== Objective 1 ==
Answer the following from the Beautiful Soup tutorial page:
(a) For static pages, which library does the summary say to pair Beautiful Soup with?
(b) Which parts does the guide say most tutorials skip?
(c) By what three things can you query the tree Beautiful Soup produces?

== Extracted text ==
━━━━━━━━━━━━━━━━
← All Posts Web Scraping With Python Using Beautiful Soup

Web Scraping With Python Using Beautiful Soup

· Updated 11 Jun 2026
Author
Nishant
Nishant

Founder of DataFlirt.com. Logging web scraping shhhecrets to help data engineering and business analytics/growth teams extract and operationalise web data at scale.

TL;DRQuick summary
  • Beautiful Soup parses HTML; it does not fetch it. Pair it with Requests for static pages, and reach for a headless browser only when content renders through JavaScript.
  • The tutorial code is runnable as written against a public practice site, covering a first parse, find_all versus CSS selectors, pagination, and saving results to CSV.
  • Polite scraping is what keeps scripts alive. Delays between requests, honest headers, robots.txt awareness, and logged-off collection prevent most blocks before they happen.
  • Beautiful Soup stops being enough at JavaScript rendering, aggressive anti-bot systems, and multi-source scheduled pipelines. Those are framework and infrastructure problems.
  • DataFlirt builds production scraping on the same open-source stack this tutorial teaches, so the path from your first script to a maintained data feed is a scoping call, not a rewrite.

Every web scraping tutorial shows you ten lines of Beautiful Soup that print a page title, and then you hit a real website and nothing works: the prices are in nested tags, the results span forty pages, and your tenth request comes back blocked. This guide is built for that gap. The code below runs as written, scrapes a site that exists for exactly this practice, and covers the parts most tutorials skip: pagination, polite request patterns, and the honest boundary where Beautiful Soup stops being the right tool.

A word on why this matters beyond the exercise. Python web scraping is how teams collect the pricing, listing, and review data their businesses run on, and DataFlirt builds production pipelines on this same open-source foundation every week. Learning it properly means you can build small things yourself and scope big things intelligently.

What Beautiful Soup does, and what it does not

Beautiful Soup is an HTML parser. You hand it a page’s HTML as a string, and it gives you a searchable tree you can query by tag, attribute, or CSS selector. That is the whole job, and it does the job superbly, including on the broken, mis-nested HTML that real websites ship.
━━━━━━━━━━━━━━━━
== Input data ==
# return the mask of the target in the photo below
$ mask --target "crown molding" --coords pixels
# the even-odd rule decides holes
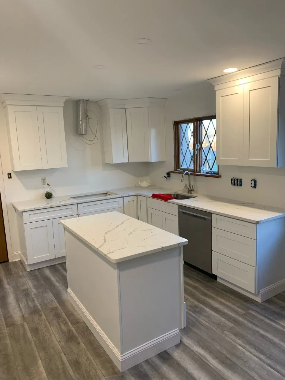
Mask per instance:
[[[55,106],[63,107],[68,97],[25,94],[0,94],[0,101],[4,107],[16,106]]]
[[[280,58],[274,61],[271,61],[261,65],[239,70],[235,73],[231,73],[230,74],[225,74],[215,78],[211,78],[207,79],[206,81],[215,86],[228,82],[238,81],[247,77],[274,71],[276,71],[275,75],[285,75],[285,58]]]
━━━━━━━━━━━━━━━━
== Objective 2 ==
Swap "crown molding" for "cornice" throughout the records above and give all their lines again, with everything else unchanged. Leave the pictures out of your answer.

== Exercise answer 1 ==
(a) Requests.
(b) Pagination, polite request patterns, and the honest boundary where Beautiful Soup stops being the right tool.
(c) By tag, attribute, or CSS selector.

== Exercise answer 2 ==
# return the mask of the target in the photo below
$ mask --target "cornice" --coords pixels
# the even-odd rule decides holes
Mask per instance:
[[[55,106],[63,107],[68,97],[25,94],[0,94],[0,101],[4,107],[16,106]]]
[[[280,58],[274,61],[271,61],[261,65],[239,70],[235,73],[231,73],[230,74],[225,74],[215,78],[211,78],[207,79],[206,81],[215,86],[228,82],[238,81],[247,77],[274,71],[276,71],[275,75],[285,75],[285,58]]]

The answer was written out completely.